Parts of the exercise:
• a. In the article on Groton's exchange students, how many exchange students did Groton host last year?
• b. Translate this sentence from the article on Groton's exchange students into Spanish: "There are certain things that are expected of exchange students who come to Groton."

Excerpt provided:
*** Begin section ***
Exchange Students

Alhmudena 2-Ibante SmallwoodGroton School Global Education is in charge of the exchange student program at Groton.  Since the majority of Groton’s exchange students usually come from places that Groton has gone to for global education trips, the two programs work hand in hand.

The idea behind this is that Groton has received hospitality from certain schools on global trips, so in return Groton hosts some of their students as exchange students.  Last year Groton hosted seven exchange students: one from France, two from Tanzania, three from India, and one from South Africa.

There are certain things that are expected of exchange students who come to Groton.  They should live in dorms and participate in extra-curricular activities, sports, and service.  Nishad Das, the head of the program, put it simply by saying, “They should become members of the community.”  If students aren’t able to fill their schedules with relevant courses, they can use that extra time to “self-study.”  This means that they can do work for their school back home or pursue a different academic endeavor.  Mr. Das says, “We like to give our exchange students lots of options.”

The exchange student who is currently living on campus, Almudena Freire, is from Lima, Peru.  She said that Groton is very different but also mentioned that everyone is very friendly and welcoming to her.  This is her first time in a boarding school setting, and she said that her dorm, Marks, is a lot of fun.

Her only criticism came after going to the dance on Saturday, saying, “You can’t dance to the kind of music you guys listen to.”

As the exchange student program grows at Groton, one large challenge presents itself: there aren’t enough beds.  The school is over-capacitated, and it is difficult to find space for all of the exchange students that Groton wants to host.  Mr. Das said that the solution for this is to have true “exchange students.” This means that Groton will send a student to a certain school and have that school send a student to Groton for the same amount of time.
*** End section ***
[Saved data entries]
*** Begin section ***
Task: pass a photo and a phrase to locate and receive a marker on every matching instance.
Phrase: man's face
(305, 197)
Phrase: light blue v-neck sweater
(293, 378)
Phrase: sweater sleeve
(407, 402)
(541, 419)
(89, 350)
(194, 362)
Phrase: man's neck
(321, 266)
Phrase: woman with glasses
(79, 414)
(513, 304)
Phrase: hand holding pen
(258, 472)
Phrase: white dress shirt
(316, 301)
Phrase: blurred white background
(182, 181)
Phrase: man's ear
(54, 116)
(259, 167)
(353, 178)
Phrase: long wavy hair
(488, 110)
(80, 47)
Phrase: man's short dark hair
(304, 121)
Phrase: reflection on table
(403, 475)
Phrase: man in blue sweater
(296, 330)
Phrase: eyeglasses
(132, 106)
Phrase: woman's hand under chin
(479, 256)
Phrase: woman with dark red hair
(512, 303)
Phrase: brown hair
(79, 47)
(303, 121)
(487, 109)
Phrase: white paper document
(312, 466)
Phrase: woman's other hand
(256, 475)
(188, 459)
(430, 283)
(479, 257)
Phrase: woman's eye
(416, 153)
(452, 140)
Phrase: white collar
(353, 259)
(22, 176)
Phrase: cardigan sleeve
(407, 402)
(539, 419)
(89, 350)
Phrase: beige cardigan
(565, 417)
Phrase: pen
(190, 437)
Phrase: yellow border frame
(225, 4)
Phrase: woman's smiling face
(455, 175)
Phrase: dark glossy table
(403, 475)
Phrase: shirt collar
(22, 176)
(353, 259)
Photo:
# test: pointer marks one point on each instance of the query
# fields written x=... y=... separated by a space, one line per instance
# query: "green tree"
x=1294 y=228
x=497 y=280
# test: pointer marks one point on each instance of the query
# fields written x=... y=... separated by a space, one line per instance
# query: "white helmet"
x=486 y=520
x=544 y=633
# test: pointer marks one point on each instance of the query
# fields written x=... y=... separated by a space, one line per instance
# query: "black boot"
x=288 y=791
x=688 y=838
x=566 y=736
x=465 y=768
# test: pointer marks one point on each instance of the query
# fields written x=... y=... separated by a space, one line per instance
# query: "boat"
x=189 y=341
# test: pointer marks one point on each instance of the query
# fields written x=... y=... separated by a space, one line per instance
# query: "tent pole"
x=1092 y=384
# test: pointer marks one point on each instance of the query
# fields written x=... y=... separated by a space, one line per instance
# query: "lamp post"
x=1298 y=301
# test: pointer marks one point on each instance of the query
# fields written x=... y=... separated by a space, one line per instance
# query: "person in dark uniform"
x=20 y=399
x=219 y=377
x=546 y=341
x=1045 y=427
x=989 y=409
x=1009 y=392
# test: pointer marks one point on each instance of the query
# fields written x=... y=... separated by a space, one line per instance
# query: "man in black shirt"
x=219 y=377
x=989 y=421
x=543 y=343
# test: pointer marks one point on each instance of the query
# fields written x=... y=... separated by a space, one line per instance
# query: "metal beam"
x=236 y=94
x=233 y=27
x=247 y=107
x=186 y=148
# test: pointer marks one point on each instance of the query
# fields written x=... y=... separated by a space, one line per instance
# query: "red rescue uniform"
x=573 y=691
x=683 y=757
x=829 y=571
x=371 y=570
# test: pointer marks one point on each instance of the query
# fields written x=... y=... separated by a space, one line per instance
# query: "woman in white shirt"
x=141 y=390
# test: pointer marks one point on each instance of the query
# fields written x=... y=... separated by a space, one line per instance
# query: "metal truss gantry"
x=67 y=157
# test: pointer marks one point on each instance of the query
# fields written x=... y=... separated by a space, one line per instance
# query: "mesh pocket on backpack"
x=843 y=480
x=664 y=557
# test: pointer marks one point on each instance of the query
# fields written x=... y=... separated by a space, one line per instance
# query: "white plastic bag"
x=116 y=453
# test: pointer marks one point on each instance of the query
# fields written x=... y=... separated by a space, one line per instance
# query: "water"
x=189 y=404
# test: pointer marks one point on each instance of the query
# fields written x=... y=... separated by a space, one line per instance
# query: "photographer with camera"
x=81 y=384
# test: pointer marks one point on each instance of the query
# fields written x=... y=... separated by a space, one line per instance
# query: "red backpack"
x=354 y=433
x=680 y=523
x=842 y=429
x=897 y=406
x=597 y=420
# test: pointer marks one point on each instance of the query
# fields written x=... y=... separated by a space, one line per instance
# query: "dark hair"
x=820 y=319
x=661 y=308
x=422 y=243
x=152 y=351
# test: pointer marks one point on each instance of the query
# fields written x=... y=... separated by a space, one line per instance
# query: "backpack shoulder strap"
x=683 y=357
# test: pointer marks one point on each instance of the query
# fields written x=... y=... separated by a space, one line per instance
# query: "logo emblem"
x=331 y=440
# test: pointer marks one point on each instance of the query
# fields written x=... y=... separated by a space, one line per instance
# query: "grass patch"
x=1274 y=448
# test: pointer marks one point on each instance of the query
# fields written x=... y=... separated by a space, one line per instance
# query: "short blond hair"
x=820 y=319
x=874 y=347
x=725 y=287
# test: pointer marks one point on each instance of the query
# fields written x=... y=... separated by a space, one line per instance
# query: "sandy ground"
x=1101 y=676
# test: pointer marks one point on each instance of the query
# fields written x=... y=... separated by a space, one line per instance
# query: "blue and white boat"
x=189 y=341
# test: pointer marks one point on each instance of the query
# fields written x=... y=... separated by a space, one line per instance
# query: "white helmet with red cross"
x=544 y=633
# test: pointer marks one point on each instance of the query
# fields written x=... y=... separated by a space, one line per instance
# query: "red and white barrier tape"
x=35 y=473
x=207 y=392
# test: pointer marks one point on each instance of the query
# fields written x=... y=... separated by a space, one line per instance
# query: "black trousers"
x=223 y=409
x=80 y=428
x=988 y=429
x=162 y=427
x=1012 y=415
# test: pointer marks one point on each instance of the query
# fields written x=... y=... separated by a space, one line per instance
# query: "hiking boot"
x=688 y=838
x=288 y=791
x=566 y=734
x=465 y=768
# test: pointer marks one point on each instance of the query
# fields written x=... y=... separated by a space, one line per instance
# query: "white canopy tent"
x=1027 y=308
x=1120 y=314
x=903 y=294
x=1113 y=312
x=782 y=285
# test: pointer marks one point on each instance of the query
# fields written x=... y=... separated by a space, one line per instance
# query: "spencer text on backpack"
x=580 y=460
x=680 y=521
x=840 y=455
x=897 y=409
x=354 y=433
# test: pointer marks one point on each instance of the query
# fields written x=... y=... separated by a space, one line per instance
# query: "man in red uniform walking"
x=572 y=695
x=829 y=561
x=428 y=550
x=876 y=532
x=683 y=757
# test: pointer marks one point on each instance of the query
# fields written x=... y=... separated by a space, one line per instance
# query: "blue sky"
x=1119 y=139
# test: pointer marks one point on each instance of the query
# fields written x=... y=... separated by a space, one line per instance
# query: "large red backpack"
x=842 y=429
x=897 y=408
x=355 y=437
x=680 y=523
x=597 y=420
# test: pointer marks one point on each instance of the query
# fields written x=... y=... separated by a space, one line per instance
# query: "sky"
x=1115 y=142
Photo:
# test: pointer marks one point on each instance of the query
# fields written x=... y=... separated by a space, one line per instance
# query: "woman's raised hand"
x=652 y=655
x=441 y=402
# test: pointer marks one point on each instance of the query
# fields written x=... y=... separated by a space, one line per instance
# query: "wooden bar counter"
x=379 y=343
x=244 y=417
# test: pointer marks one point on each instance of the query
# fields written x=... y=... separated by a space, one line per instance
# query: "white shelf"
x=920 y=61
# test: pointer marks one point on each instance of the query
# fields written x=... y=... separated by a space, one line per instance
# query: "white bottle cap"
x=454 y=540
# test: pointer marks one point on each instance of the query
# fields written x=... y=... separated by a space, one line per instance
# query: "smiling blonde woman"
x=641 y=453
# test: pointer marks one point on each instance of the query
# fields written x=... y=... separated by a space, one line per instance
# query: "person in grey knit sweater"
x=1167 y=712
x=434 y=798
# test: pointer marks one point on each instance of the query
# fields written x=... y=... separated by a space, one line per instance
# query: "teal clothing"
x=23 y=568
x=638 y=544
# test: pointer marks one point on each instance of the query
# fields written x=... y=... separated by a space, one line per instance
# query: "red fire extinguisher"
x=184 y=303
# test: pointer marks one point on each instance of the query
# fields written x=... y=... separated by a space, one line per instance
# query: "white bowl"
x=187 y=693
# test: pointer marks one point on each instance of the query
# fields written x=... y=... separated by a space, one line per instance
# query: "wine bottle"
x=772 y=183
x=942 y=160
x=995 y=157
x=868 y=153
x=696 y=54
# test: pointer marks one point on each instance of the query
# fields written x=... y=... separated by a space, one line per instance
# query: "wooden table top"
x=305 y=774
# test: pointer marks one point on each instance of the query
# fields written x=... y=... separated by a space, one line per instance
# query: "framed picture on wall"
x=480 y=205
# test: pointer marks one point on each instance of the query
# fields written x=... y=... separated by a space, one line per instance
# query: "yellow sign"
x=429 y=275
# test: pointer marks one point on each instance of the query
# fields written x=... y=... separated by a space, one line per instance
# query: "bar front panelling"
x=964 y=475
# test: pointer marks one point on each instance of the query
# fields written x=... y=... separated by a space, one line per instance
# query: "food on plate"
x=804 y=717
*** End section ***
Set of answers:
• a. Seven: one from France, two from Tanzania, three from India, and one from South Africa.

• b. Hay ciertas cosas que se esperan de los estudiantes de intercambio que vienen a Groton.